Fragmento proporcionado:
Cuando Julio cumplió noventa se organizó un gran festejo en La Trastienda, con escenografía de lujo, presentación de Guillermo “Fierita” Catalano y la presencia estelar de Spinetta, Diego Arnedo y Ricardo Mollo. Después de que Spinetta interpretara “Crisantemo” y “Laura va” junto a Claudio Cardone, los Divididos tocaron el “Rock de la mujer perdida”, de Los Gatos (el original “Podrida” hubiera resultado más atinado para la ocasión). Julio, vital y sonriente, disparó: “Esta canción, bien tocada, hubiera sido bárbara” y apagó las velitas junto a su bisnieta. Siguió (¡hasta los noventa y cinco!) con los festejos y los shows en público, un poco más espaciados por algunos problemas con su movilidad.
El legado está impreso en cualquier intento de doblar el idioma en la curva hacia el delirio, y resultaría imposible y necio no considerar la obra de Tangalanga como literaria. Tan difícil como centrarse en los insultos que, aunque perfectamente colocados, representan una explosión más en la generación de un mundo de maravillas. Julio siempre decía que a él sólo le interesaba divertir, pero reconocía su preferencia por los llamados absurdos y sobrios a los cargados de puteadas. Tal vez esa elegancia, de eterno traje y sonrisa permanente, sostenida por una inagotable energía que superaba a la de sus jóvenes fanáticos legionarios, se constituya como clave para empezar ahora a reconstruir el puzzle de tanta idea fértil, tanta invención, tanta lengua adherida a la nuestra para siempre.

Problema a resolver: Transcriba sin cambios, del fragmento sobre Tangalanga, todo lo que va desde "Cuando Julio cumplió" hasta "con su movilidad.".

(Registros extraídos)
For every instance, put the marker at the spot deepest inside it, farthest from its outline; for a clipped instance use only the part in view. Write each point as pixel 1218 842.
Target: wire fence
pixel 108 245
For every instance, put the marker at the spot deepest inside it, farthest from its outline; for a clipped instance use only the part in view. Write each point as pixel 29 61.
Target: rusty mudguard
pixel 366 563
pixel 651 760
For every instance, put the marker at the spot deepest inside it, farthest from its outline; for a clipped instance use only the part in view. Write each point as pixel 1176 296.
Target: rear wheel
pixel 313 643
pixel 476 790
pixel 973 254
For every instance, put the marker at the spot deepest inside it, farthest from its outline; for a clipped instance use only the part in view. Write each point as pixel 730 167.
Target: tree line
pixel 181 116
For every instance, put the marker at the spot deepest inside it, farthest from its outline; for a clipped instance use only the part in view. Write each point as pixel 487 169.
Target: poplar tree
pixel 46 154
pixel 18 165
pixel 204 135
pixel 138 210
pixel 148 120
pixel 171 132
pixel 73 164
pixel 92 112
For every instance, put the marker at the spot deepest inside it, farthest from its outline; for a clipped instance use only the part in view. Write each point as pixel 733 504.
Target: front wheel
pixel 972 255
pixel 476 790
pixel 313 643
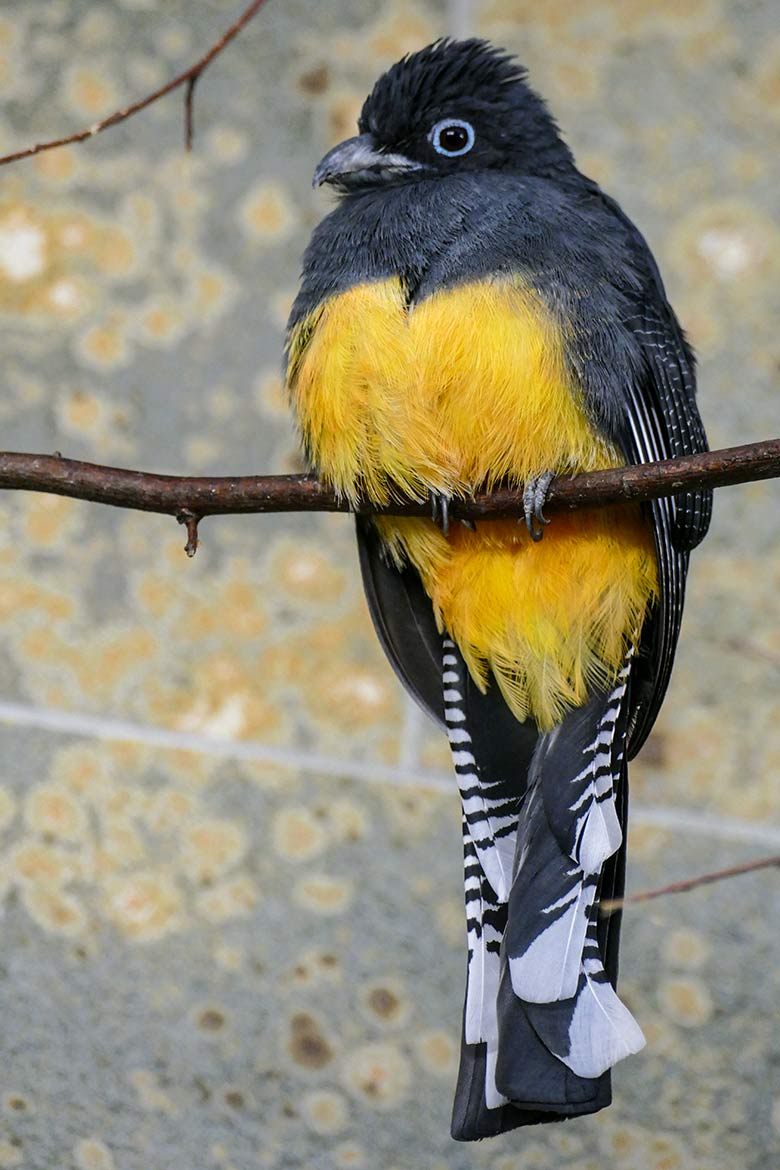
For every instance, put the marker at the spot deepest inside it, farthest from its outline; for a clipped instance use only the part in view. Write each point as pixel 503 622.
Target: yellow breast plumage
pixel 469 387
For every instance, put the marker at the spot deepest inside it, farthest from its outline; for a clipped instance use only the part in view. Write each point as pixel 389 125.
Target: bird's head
pixel 453 107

Respuesta a la tarea:
Cuando Julio cumplió noventa se organizó un gran festejo en La Trastienda, con escenografía de lujo, presentación de Guillermo “Fierita” Catalano y la presencia estelar de Spinetta, Diego Arnedo y Ricardo Mollo. Después de que Spinetta interpretara “Crisantemo” y “Laura va” junto a Claudio Cardone, los Divididos tocaron el “Rock de la mujer perdida”, de Los Gatos (el original “Podrida” hubiera resultado más atinado para la ocasión). Julio, vital y sonriente, disparó: “Esta canción, bien tocada, hubiera sido bárbara” y apagó las velitas junto a su bisnieta. Siguió (¡hasta los noventa y cinco!) con los festejos y los shows en público, un poco más espaciados por algunos problemas con su movilidad.